### REQUIRED TASK
Copy out the records below without any change, from the line containing "# point at: blackberry (one" through the line containing "x=22, y=209", including both of those lines.

## START EXERCISE MATERIAL

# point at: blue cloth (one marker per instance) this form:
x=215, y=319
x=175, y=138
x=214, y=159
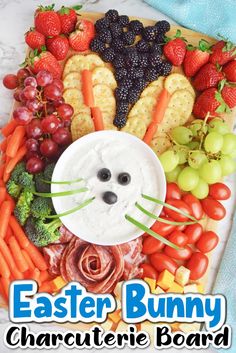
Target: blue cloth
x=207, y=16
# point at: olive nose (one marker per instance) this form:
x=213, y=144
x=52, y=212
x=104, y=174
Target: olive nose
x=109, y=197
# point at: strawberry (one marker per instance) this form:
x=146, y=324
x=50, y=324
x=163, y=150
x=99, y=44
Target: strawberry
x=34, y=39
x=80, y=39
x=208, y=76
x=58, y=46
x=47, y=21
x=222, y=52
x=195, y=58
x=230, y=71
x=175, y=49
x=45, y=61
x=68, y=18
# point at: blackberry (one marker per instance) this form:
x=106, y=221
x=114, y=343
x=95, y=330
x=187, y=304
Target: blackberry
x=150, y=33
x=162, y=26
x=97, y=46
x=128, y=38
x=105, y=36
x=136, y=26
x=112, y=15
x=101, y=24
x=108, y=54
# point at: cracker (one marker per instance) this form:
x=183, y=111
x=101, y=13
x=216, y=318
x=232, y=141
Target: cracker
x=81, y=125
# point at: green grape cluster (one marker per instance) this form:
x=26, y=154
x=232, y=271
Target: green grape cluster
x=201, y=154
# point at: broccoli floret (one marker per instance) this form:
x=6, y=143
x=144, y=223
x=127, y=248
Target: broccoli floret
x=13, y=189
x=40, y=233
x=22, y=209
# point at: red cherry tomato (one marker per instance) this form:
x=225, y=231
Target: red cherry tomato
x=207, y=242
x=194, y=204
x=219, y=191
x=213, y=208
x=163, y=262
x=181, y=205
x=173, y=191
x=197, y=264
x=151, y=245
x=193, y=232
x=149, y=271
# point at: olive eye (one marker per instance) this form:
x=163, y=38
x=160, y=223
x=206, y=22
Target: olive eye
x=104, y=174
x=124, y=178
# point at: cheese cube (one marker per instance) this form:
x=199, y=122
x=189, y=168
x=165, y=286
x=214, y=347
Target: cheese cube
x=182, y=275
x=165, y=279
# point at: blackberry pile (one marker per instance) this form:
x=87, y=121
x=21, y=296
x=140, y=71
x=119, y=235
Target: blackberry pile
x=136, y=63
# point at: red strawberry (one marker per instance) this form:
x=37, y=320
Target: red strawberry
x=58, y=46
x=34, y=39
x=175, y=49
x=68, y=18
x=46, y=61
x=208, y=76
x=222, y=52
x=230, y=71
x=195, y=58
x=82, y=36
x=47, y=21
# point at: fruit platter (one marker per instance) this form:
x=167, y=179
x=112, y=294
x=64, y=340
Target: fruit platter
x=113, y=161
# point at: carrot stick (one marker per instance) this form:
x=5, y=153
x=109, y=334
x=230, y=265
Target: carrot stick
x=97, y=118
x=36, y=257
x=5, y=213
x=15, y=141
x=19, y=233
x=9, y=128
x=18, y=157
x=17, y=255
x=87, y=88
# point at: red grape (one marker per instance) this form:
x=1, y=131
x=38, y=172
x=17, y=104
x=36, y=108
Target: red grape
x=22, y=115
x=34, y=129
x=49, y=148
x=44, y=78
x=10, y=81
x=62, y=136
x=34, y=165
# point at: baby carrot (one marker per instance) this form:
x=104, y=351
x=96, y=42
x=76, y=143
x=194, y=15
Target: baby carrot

## END EXERCISE MATERIAL

### WRITTEN ANSWER
# point at: blackberry (one marker per instance) this form:
x=106, y=221
x=114, y=343
x=95, y=330
x=187, y=304
Target: blackberry
x=150, y=33
x=162, y=26
x=97, y=46
x=128, y=38
x=105, y=36
x=136, y=26
x=112, y=15
x=101, y=24
x=108, y=54
# point at: cracker (one marker per instance) this form:
x=183, y=111
x=101, y=13
x=216, y=318
x=232, y=141
Target: cracker
x=81, y=125
# point at: green grape cluster (one marker per instance) this form:
x=26, y=154
x=232, y=271
Target: green grape cluster
x=201, y=154
# point at: broccoli floret (one marker per instance) this form:
x=6, y=143
x=144, y=223
x=127, y=248
Target: broccoli floret
x=13, y=189
x=40, y=233
x=22, y=209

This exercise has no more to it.